■ Excerpt to read:
Saturday, October 14, 2006

Progress and the Railways

The Victorian Era is often seen as a period of great progress and certainly material developments continued through the Queen's reign. Progress, however, always carries with it a social cost. As Great Britain became increasingly urban, it was the steam locomotive which came to be seen by many as the symbol of the age. The building of the British railways in the nineteenth century was, as E. L. Woodward has so aptly described it, “the greatest physical achievement carried out by the human race within a comparatively short space of time.” The coming of the railways, with their adjuncts, the railway bridge and the railway hotel, brought about revolutions in domestic travel, transport of freight and accommodation for travellers.

■ Stored data:

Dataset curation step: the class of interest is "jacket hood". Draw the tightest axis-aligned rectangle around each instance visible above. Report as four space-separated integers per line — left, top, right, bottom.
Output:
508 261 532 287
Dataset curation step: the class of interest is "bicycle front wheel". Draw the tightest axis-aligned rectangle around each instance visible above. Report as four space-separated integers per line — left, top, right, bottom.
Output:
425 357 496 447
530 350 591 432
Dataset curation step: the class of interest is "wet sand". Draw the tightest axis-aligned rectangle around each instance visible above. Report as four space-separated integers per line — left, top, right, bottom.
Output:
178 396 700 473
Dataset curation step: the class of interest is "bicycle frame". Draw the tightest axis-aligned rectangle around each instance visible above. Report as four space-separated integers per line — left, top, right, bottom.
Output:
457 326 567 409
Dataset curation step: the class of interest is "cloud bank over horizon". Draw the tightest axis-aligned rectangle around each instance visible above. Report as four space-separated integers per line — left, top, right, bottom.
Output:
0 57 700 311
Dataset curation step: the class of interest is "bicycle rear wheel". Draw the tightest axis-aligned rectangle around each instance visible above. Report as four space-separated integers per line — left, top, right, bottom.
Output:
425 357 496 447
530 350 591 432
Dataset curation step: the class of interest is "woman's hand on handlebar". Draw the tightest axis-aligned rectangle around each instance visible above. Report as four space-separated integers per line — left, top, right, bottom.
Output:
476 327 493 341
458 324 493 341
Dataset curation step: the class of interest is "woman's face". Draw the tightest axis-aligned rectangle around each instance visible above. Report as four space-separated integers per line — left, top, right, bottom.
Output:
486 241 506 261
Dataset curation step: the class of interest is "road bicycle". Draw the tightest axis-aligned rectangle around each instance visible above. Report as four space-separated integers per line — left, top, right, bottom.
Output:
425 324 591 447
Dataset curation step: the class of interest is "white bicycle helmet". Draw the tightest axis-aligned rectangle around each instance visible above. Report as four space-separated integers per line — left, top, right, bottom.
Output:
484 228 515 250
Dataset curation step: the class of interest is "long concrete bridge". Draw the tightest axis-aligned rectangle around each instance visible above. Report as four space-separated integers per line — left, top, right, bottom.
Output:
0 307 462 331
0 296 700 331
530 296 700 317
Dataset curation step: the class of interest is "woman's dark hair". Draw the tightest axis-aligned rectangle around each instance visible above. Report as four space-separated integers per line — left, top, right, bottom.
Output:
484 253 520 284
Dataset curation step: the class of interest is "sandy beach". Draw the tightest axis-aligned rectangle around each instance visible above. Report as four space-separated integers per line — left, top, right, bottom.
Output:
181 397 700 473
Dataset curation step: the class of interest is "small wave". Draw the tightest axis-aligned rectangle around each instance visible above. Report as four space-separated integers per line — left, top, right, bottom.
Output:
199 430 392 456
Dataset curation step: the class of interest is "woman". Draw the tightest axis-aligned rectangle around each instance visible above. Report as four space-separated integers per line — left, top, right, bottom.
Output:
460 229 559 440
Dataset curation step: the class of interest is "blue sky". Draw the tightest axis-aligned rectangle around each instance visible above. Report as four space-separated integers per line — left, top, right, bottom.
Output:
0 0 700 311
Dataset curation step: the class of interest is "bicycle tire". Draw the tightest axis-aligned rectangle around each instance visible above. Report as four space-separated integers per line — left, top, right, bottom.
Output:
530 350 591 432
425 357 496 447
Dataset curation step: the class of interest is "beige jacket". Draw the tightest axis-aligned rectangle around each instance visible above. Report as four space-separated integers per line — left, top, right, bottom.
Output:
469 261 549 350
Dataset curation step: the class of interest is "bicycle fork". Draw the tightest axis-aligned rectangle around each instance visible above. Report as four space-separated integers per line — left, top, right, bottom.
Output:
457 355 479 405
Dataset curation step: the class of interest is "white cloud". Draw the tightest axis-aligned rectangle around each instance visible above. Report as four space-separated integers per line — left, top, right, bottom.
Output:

■ Job 1:
In the post on progress and the railways, what does the writer say brought about revolutions in domestic travel, the transport of freight, and accommodation for travellers? Answer in one to three sentences.
■ Job 2:
Extend the post on progress and the railways, starting after its final sentence about revolutions in travel, freight and accommodation.
The records play no part in this work.

■ Written response 1:
The coming of the railways brought about those revolutions. The railway bridge and the railway hotel came with the railways as their adjuncts.

■ Written response 2:
The railways appealed to many Victorians. They were fast and efficient. They linked Great Britain into a network which allowed the transportation of goods in great volume over considerable distances at comparatively low costs. Aside from the obvious demand they created for iron for rails and coal, both for fuel and the smelting of the iron, they created a host of new demands by permitting perishables to be shipped greater distances to markets. In the process, the railways broke down the former isolation of the countryside bringing a host of new products and new ideas into what had previously been rural isolation.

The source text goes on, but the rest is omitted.